[Start of Attachment]
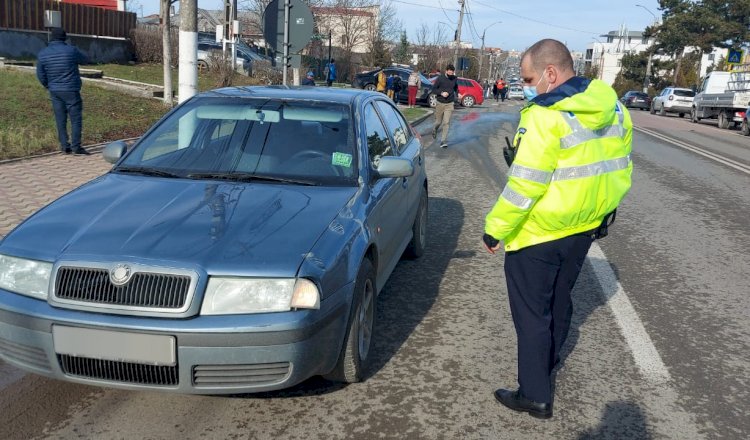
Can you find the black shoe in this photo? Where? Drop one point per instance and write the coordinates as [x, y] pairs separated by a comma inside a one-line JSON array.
[[515, 401]]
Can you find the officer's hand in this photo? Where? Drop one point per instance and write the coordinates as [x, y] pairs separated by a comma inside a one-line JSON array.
[[491, 243]]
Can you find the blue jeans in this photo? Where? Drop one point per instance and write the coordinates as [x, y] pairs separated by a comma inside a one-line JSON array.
[[64, 104]]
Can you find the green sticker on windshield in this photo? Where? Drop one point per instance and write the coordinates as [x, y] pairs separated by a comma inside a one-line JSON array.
[[341, 159]]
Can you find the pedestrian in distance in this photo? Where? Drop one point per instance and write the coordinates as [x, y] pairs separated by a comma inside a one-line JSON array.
[[389, 86], [446, 91], [57, 70], [569, 169], [414, 83], [309, 79], [330, 72], [382, 84]]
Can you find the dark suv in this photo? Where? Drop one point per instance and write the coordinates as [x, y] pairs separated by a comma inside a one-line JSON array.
[[636, 99], [369, 81]]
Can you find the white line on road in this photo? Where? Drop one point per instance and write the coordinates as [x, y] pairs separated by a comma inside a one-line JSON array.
[[644, 352], [713, 156]]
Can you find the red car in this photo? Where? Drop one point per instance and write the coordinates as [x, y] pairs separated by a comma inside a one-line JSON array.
[[471, 91]]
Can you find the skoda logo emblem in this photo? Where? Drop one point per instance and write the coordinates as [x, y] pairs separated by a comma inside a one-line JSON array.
[[120, 274]]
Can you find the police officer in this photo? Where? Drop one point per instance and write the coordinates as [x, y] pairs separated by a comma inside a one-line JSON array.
[[570, 169]]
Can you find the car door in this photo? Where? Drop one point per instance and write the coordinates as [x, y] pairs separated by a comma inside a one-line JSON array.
[[387, 194], [408, 147]]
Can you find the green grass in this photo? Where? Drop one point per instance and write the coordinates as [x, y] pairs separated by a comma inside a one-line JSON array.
[[154, 74], [27, 122]]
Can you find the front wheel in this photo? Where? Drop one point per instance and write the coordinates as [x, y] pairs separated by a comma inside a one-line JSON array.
[[356, 354], [416, 246]]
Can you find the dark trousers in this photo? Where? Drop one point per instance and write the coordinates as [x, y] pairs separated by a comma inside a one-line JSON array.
[[68, 104], [540, 279]]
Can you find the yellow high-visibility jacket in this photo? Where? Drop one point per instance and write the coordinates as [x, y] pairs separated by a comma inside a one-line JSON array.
[[571, 169]]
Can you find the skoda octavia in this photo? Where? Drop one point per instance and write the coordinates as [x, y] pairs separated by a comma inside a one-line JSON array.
[[238, 246]]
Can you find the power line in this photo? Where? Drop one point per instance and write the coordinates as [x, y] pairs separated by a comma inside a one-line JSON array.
[[534, 20]]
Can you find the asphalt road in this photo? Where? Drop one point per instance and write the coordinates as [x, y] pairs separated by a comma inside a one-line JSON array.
[[659, 348]]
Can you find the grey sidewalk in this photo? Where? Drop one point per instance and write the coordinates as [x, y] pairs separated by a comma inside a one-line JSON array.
[[28, 184]]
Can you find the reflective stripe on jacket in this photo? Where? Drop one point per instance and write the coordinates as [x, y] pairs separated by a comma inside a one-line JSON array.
[[572, 167]]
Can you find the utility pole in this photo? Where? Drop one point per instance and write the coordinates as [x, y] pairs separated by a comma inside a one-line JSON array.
[[188, 71], [457, 40]]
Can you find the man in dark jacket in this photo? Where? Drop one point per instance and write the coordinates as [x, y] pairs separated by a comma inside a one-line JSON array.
[[446, 90], [57, 70]]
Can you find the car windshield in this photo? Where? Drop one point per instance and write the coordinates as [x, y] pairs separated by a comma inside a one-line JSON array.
[[250, 139], [688, 93]]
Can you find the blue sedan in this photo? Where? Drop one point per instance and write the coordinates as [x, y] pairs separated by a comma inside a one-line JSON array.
[[238, 246]]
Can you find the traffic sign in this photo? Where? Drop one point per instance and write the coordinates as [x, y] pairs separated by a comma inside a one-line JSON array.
[[735, 56]]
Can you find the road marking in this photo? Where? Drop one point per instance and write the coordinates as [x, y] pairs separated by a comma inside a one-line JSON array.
[[713, 156], [646, 356]]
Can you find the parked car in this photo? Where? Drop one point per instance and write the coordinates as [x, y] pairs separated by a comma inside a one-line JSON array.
[[472, 93], [636, 99], [369, 80], [208, 55], [515, 91], [237, 247], [673, 100]]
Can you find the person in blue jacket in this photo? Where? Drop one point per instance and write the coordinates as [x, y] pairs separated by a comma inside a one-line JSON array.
[[331, 72], [57, 70]]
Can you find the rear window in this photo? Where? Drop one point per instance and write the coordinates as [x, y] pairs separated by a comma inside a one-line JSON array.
[[688, 93]]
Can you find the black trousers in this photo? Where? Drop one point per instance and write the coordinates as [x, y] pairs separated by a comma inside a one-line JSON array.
[[540, 279]]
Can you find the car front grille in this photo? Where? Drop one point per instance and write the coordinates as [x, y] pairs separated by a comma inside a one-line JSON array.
[[115, 371], [240, 375], [143, 289]]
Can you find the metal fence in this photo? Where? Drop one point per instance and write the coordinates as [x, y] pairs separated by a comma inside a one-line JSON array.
[[76, 19]]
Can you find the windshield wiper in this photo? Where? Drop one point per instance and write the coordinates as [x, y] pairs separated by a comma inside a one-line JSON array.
[[146, 171], [247, 177]]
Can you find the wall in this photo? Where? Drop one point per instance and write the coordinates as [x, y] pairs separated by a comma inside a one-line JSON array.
[[27, 44]]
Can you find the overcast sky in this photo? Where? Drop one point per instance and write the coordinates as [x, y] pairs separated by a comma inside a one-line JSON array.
[[574, 22]]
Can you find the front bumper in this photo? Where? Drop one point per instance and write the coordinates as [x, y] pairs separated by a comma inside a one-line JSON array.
[[214, 354]]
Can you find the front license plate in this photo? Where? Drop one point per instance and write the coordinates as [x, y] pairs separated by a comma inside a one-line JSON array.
[[115, 346]]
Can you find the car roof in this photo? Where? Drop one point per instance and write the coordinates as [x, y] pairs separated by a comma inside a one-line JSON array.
[[329, 94]]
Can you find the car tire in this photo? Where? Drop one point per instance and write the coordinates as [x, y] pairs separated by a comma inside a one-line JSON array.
[[418, 242], [723, 120], [356, 353]]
[End of Attachment]
Write out all the data exactly, minus pictures.

Solution to this exercise -
Can you find the black shoe in this photo? Where? Drop one point per instance and write the coordinates as [x, y] pairs separated by a comma inside a one-line JSON array.
[[515, 401]]
Can you find the officer's hand in this photo? Where? Drop one point per instance and write the coordinates as [x, y] pairs separated by a comma inside a one-line JSON array.
[[491, 243]]
Can you find the blue jeans in this photo? Where? Drop one point per instance and write the coordinates as [x, y] pairs separated by a comma inside a one-line JSON array.
[[64, 104]]
Can you find the green sticker on windshield in this photo? Where? Drop one point per instance and write the coordinates as [x, y] pairs separated by a comma inside a one-line JSON array.
[[341, 159]]
Can you find the pedestrian in distance in this photo? Where? Drop one point per instance and write the coordinates as [x, y] pairs separated by a comma inside a one-line JSON array.
[[389, 86], [446, 91], [57, 70], [569, 169], [414, 83], [309, 79], [330, 72], [382, 84]]
Can you find the dark suv in this photo? Where? Drop one point per instance and write the coordinates as [x, y] pairs separated by a comma inside a one-line JSON array.
[[636, 99], [369, 81]]
Can you find the white line on road in this photo? Where? Drop one point per instance and write the coordinates as [x, y] pairs separated by a comma inside a one-line JSON array.
[[644, 352], [713, 156]]
Can you find the red car in this photo? Where? Drop one point per instance and write the coordinates as [x, y] pairs separated by a comma inside a one-line JSON array.
[[471, 91]]
Can you find the skoda logo emblem in this photo? Where? Drop one point per instance and write the coordinates as [x, y] pairs separated by a comma inside a one-line JSON array.
[[120, 274]]
Can you find the police officer in this photo? Where? Drop one point per instance and write the coordinates as [x, y] pairs separated by a comma inside a one-line JSON array.
[[570, 169]]
Can you find the car door in this photo? Where? Drop one point per instance and write the coordinates as [x, y] pairs separated by a comma inside a one-line JSON array.
[[387, 194], [408, 147]]
Can you find the green grass in this photo? Where? Drop one point per instance and write the coordinates as [x, y] pairs separated by a comma inside a one-line JSON array.
[[154, 74], [27, 122]]
Can you find the front wheel in this photo? Where? Drop one point per instance and write the coordinates as [x, y] pairs separated by a comma inside a one-line JSON array.
[[356, 354], [416, 246]]
Can you find the dark trousers in this photo? Where? Drop one point per instance and write the coordinates as [x, y] pairs separated by a comma inside a one-line JSON array.
[[68, 104], [540, 279]]
Can you find the yellow high-visibility jacket in this photo? Where? Drop one point per instance and write the coordinates as [x, y] pairs separated by a comma inside a one-line JSON array.
[[571, 169]]
Can you find the skoda octavia in this photo? Where? Drop one point per instance and write the coordinates as [x, y] pairs separated by a comma inside a one-line JSON array.
[[238, 246]]
Can you find the power line in this photo? Where? Drop one point per instance and write the coordinates as [x, y] pairs separated by a comma inside a one-line JSON array.
[[534, 20]]
Can you find the asphalt road in this photo? Where? Drop one point per instance and write the coordinates as [x, y] pairs separated by a comma inside a one-line JSON array.
[[659, 348]]
Can you find the grey sidewalk in this photo? Where? Drop one point per instance and write the coordinates as [x, y] pairs separated by a comma inside a one-line JSON array.
[[28, 184]]
Can you find the reflective stripe on jacket in this photo? Where? Drop one point per instance and write the coordinates as [x, y] pairs separated by a comma inside a one-line JSON array.
[[572, 167]]
Can you find the utility pole in this photo? Where? Drop one point per instance and write the coordinates as [x, y] pairs separated by a comma inside a one-line JSON array.
[[188, 71], [457, 40]]
Can you find the man in dark jacket in this photo? Where? Drop one point per instance and write the coordinates as [x, y] pairs separated by a comma inside a one-line JSON array.
[[446, 90], [57, 70]]
Can you find the car windshield in this photo? Where? Drop one point per instance and write the coordinates as [x, y] pairs separated by a comma inside a one-line JSON array.
[[250, 139], [688, 93]]
Can you find the blue sedan in this photo? Where? Drop one point per instance and write the coordinates as [x, y] pairs separated by a comma inside a one-line JSON array.
[[238, 246]]
Can you find the traffic sign in this photo? Where? Drop one point per instance and write the coordinates as [x, y] pairs separated by a comma inside a one-line JSON array.
[[735, 56]]
Can you find the road marking in this photo? Where? Drop one point per instance and write the coordinates as [x, y] pairs separated by a comma inside a one-line JSON array.
[[713, 156], [646, 356]]
Can you find the parked car in this photo? Where? Drop one point per instance and write the coordinates as [x, y] pairs separated by a comma inside a one-line JSON array.
[[472, 93], [636, 99], [369, 80], [208, 55], [515, 91], [237, 247], [673, 100]]
Can you find the person in blue jacket in this photo? Where? Drop one point per instance and write the coordinates as [x, y] pairs separated by a comma inside a one-line JSON array.
[[331, 72], [57, 70]]
Can you find the rear window in this photo? Where? Drop one point per instance and write the coordinates as [x, y] pairs separated by a comma inside a one-line JSON array.
[[688, 93]]
Can you find the black trousers in this photo? Where? Drop one point per instance and write the coordinates as [x, y] pairs separated by a comma inside a one-line JSON array.
[[540, 279]]
Can you find the car front grille in this photo? Where? Drop one point per instance and write the coordinates as [x, y] pairs separated by a comma inside a one-line JSON array.
[[115, 371], [240, 375], [143, 289]]
Can you find the metal fence in this photo? Where? Drop one point per instance and write the coordinates as [x, y] pairs separated by a comma inside a one-line JSON array.
[[76, 19]]
Can you find the windshield wiper in this photo? Where? Drop one point per instance and write the coordinates as [x, y] pairs separated by a comma inside a one-line JSON array.
[[146, 171], [247, 177]]
Can you find the wall in this photo? Where? Drop one point per instance and write the coordinates as [x, y] pairs separated by a comma inside a one-line JSON array.
[[27, 44]]
Can you find the overcast sky in this photo? Where? Drop one point per instance and write the coordinates as [x, y] pairs separated by a comma inside a one-line JSON array.
[[574, 22]]
Can you find the front bumper in this photo? Where? Drop one point per instance and write the coordinates as [x, y] pairs separated by a comma inside a one-line JSON array.
[[214, 354]]
Can you find the front license plate in this photo? Where? Drop one point per instance and write the coordinates as [x, y] pairs separated by a comma inside a one-line JSON array.
[[115, 346]]
Can you find the car roof in this photo? Where? Drop one point per instance and write the coordinates as [x, y] pairs separated by a comma inside a one-line JSON array.
[[329, 94]]
Can you find the car tire in this photo? Where? Drop one point per instance and write the coordinates as [x, y] pairs separated by a comma inside a one-line JSON array.
[[418, 242], [723, 120], [356, 353]]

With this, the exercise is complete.